TASK REQUIREMENTS
What you give back must match the data exactly, minus the pictures.

RECORDS PROVIDED
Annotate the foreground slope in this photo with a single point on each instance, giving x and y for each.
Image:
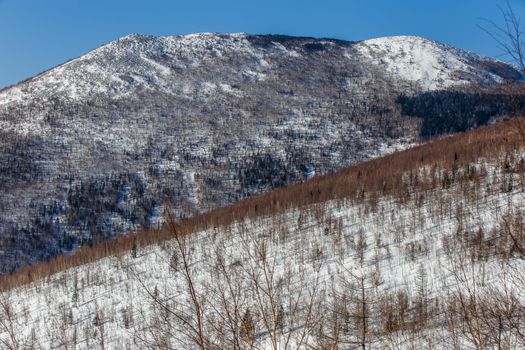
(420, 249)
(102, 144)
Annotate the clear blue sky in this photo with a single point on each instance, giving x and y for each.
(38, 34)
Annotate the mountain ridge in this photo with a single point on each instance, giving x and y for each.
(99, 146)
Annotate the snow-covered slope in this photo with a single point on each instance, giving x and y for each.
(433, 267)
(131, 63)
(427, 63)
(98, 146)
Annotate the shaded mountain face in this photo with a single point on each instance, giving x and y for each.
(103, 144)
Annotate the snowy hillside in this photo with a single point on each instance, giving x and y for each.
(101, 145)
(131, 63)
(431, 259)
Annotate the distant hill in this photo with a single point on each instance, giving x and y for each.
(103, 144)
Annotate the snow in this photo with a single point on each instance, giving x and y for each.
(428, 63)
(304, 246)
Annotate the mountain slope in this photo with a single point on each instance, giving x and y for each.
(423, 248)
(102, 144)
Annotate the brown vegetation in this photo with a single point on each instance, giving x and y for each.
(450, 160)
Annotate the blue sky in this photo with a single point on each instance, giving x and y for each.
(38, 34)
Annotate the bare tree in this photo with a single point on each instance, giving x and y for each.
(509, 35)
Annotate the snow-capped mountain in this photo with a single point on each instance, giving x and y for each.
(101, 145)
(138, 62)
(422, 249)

SOLUTION
Annotate the foreground slope in this photo with a single point on each instance, giving x and y for each.
Image:
(420, 249)
(102, 144)
Annotate the clear blue sky in this photo with a single point on each instance, giving x and y for each.
(38, 34)
Annotate the mountain ridge in this photo with a single point on each instance, giving x and y for each.
(99, 146)
Annotate the snow-covered slope in this photo with a single point on each instance, giving x and y for each.
(433, 267)
(131, 63)
(427, 63)
(98, 146)
Annotate the shaded mountain face in this photo with a single point on each instance, giving x and y for each.
(103, 144)
Annotate the snowy hillside in this photo with a single point on each instance, giving x and y for each.
(101, 145)
(131, 63)
(431, 259)
Annotate the distant hill in this photo with a single point on each instance, giving x and y for each.
(103, 144)
Annotate the snow in this photo with a single point on each instance, giving x and y for each.
(428, 63)
(304, 246)
Annotate the mountain slope in this photo with a single point on each instance, giving x and y for each.
(423, 248)
(102, 144)
Annotate the brown vegetation in this photo with a single point on each instance, giving x and y for each.
(450, 160)
Annotate the blue sky in this photo with a single point on each instance, giving x and y for each.
(38, 34)
Annotate the bare tree in this photo with a single point on each instance, giving x and y for each.
(509, 35)
Annotate the snow-capped mountain in this photo with a single point on each instance, giving x and y for each.
(101, 145)
(138, 62)
(422, 249)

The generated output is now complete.